(Image point annotation entries)
= = = =
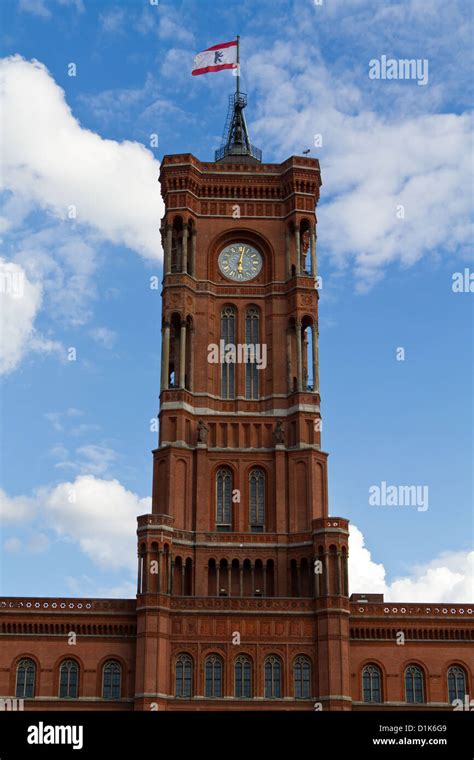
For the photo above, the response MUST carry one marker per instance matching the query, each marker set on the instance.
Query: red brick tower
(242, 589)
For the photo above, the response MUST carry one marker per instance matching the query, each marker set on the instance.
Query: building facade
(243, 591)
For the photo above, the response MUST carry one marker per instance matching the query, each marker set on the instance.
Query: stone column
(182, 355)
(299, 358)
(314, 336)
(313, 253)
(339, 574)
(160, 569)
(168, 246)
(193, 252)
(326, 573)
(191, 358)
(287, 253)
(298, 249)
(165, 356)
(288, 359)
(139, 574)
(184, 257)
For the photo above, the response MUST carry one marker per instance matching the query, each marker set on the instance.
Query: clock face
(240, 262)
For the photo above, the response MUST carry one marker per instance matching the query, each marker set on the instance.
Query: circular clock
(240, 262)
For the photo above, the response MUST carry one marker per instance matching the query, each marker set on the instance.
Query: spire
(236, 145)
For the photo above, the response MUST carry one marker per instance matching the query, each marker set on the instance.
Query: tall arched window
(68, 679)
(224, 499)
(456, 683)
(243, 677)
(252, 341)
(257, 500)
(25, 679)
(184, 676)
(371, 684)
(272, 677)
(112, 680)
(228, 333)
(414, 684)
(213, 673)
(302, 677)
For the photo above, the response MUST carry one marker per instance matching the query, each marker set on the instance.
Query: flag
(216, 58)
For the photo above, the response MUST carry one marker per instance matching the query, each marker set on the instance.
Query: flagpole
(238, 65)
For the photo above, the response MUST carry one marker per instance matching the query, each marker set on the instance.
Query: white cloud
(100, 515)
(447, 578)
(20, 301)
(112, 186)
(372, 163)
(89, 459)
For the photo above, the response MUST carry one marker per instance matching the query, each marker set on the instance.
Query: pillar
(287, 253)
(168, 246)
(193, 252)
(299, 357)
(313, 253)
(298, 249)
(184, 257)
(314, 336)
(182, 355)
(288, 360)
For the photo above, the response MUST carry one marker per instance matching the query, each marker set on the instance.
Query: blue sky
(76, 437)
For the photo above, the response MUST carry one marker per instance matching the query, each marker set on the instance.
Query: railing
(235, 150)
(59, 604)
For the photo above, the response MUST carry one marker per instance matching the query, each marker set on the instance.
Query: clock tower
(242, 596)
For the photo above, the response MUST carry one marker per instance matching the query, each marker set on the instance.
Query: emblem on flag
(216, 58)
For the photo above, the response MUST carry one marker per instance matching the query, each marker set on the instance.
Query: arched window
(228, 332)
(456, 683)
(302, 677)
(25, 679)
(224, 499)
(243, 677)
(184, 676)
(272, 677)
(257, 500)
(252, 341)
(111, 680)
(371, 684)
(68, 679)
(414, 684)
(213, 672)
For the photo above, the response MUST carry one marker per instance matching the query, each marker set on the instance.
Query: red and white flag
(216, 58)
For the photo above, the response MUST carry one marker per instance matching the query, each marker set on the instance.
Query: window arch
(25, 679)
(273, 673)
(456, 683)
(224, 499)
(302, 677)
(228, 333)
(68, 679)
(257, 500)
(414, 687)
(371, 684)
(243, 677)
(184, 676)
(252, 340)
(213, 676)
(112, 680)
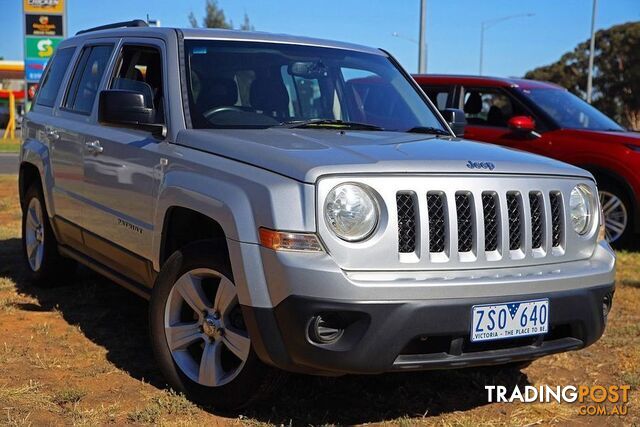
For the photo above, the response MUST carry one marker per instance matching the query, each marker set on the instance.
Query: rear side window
= = = =
**Task:** Without the pictures, restate each entry exactly.

**The answer:**
For the photo above, the response MUST carry one marker per instance matching the query, each marker set on the instance.
Query: red brick tower
(242, 589)
For the photo above, the response MUST carry one marker per instance matching the query, each marker set on the instance.
Query: building facade
(243, 591)
For the photo above, the response MUST carry one marker per instance matching the query, each marker set on the instance.
Query: stone column
(182, 355)
(299, 358)
(314, 336)
(313, 253)
(339, 574)
(160, 569)
(168, 246)
(193, 252)
(326, 573)
(191, 358)
(287, 253)
(298, 249)
(165, 356)
(288, 359)
(139, 574)
(184, 257)
For the photo above, the response MUST carry one marker per instance matching the query, each marker set on the instance.
Query: clock face
(240, 262)
For the photo above, the response MUST carry one marker per instance matching the query, each marker set on the instance.
Query: circular clock
(240, 262)
For the photo above, the response MUST carry one marker per instance matching the query, each marker set on the instance.
Query: spire
(236, 145)
For the photo above, the response MUST carry one marker per instance matching the query, each marker set on the instance.
Query: tall arched window
(68, 679)
(224, 499)
(456, 683)
(243, 677)
(252, 341)
(257, 500)
(25, 679)
(184, 676)
(371, 684)
(272, 677)
(112, 680)
(228, 333)
(414, 684)
(213, 673)
(302, 677)
For the photo above, the response MUST carry one marker per instance matching the query, each marker set on the instance.
Query: flag
(216, 58)
For the photo above, the response MUST carry one marker per instance matching the query, each marker set on the instance.
Query: flagpole
(238, 65)
For the photo above, the response MUST carry one marker per instance matching the query, each marker set on the instance.
Query: white cloud
(100, 515)
(447, 578)
(20, 301)
(112, 186)
(372, 163)
(89, 459)
For the photo above, the response MUST carry one marker per instance matching the query, each marker set on the instance.
Query: pillar
(287, 253)
(168, 246)
(193, 252)
(299, 357)
(313, 253)
(298, 249)
(184, 257)
(314, 336)
(182, 355)
(288, 360)
For the photo above, the response MUST carry one marker per instance matching the query, each marker set on the instance.
Query: blue sky
(76, 437)
For the photo above, the response MUST carry one marker per instance matching the query, each marker set on the instance.
Query: railing
(235, 150)
(59, 604)
For the photo above, the response MUST carry one marker per instance matching the query, each marker set on the instance.
Query: clock tower
(242, 596)
For the photo above, the response MUST carry one marker per instance matching the query, each marker set on the instance.
Query: emblem on flag
(216, 58)
For the photo above, the response MUST carry one marker per instance matching the query, each marker set on the instance.
Query: arched window
(228, 332)
(456, 683)
(302, 677)
(25, 679)
(224, 499)
(243, 677)
(184, 676)
(272, 677)
(257, 500)
(252, 341)
(111, 680)
(371, 684)
(68, 679)
(414, 684)
(213, 672)
For the photo above, the response MUST carry one marker per instance matching the query, each marker set on the instance.
Query: red and white flag
(216, 58)
For the photo above, the response MUST carry one marker per instance matching the query, each marker set on the instance.
Query: window arch
(25, 679)
(273, 673)
(456, 683)
(224, 499)
(302, 677)
(228, 333)
(68, 679)
(257, 500)
(414, 687)
(371, 684)
(243, 677)
(184, 676)
(252, 340)
(213, 676)
(112, 680)
For the photo above, the response MUST carry one marker per instance matching the query, each marker set on the instance.
Query: rear side window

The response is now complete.